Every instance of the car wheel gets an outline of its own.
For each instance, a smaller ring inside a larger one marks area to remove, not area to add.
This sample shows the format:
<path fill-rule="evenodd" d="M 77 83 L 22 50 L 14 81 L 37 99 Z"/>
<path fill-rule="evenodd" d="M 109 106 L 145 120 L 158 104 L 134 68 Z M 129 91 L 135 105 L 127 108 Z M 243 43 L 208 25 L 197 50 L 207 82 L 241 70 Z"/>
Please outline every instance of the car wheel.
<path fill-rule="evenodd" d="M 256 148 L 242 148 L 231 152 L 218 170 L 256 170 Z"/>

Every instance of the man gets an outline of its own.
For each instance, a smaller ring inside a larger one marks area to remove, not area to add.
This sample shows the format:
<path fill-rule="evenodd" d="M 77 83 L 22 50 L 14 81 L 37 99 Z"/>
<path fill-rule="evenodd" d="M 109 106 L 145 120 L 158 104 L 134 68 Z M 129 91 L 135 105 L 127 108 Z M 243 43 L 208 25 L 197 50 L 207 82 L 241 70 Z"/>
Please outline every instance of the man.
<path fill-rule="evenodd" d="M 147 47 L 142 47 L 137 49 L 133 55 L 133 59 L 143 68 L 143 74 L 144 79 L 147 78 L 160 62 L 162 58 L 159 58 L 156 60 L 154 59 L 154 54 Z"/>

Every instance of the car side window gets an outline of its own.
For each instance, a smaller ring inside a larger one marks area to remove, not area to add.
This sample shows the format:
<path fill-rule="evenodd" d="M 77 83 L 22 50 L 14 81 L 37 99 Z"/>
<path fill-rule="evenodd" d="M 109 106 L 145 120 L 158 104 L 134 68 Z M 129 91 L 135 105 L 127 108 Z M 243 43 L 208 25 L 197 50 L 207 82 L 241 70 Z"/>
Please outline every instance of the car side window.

# What the task requires
Rewrite every row above, putting "example" in place of each occurrence of "sample" and leaving everything else unchanged.

# Task solution
Every instance of the car wheel gets an outline of its own.
For each instance, a smaller ring inside a larger one marks area to remove, not area to add.
This example shows the format:
<path fill-rule="evenodd" d="M 77 83 L 22 50 L 14 81 L 37 99 Z"/>
<path fill-rule="evenodd" d="M 109 106 L 145 120 L 158 104 L 134 68 Z M 129 91 L 135 105 L 127 108 Z M 243 43 L 208 25 L 197 50 L 207 82 L 241 70 Z"/>
Please outline every instance of the car wheel.
<path fill-rule="evenodd" d="M 256 148 L 242 148 L 231 152 L 218 170 L 256 170 Z"/>

Every instance of the man gets an outline of its own.
For each instance, a smaller ring inside a larger one marks area to remove, not area to add.
This example shows the format:
<path fill-rule="evenodd" d="M 77 83 L 22 50 L 14 81 L 37 99 Z"/>
<path fill-rule="evenodd" d="M 109 106 L 145 120 L 158 104 L 134 68 Z M 129 91 L 135 105 L 127 108 Z M 243 43 L 208 25 L 197 50 L 207 82 L 241 70 Z"/>
Please outline every instance of the man.
<path fill-rule="evenodd" d="M 147 47 L 142 47 L 137 49 L 133 55 L 133 59 L 143 68 L 143 74 L 144 79 L 147 78 L 160 62 L 162 58 L 159 58 L 156 60 L 154 59 L 154 54 Z"/>

Every instance of the car side window gets an outline of its own.
For each instance, a smaller ring inside a larger one marks area to remove, not area to add.
This example shows the format:
<path fill-rule="evenodd" d="M 77 83 L 22 50 L 14 81 L 37 99 Z"/>
<path fill-rule="evenodd" d="M 109 106 L 145 120 L 158 104 L 134 68 Z M 129 91 L 135 105 L 127 108 Z M 243 43 L 208 25 L 197 50 L 207 82 L 241 70 Z"/>
Please outline every instance of the car side window.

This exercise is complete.